Start of Block
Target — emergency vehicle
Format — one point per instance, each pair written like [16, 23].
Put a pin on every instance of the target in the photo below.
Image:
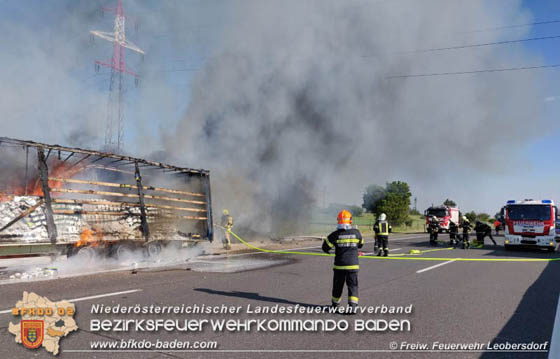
[530, 223]
[444, 214]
End of Block
Word for word, repeat only the lines from the line containing "Put a pin on" through the end of the data, without any pictures.

Put a pin on every instance of the target in the photo below.
Image:
[530, 223]
[444, 214]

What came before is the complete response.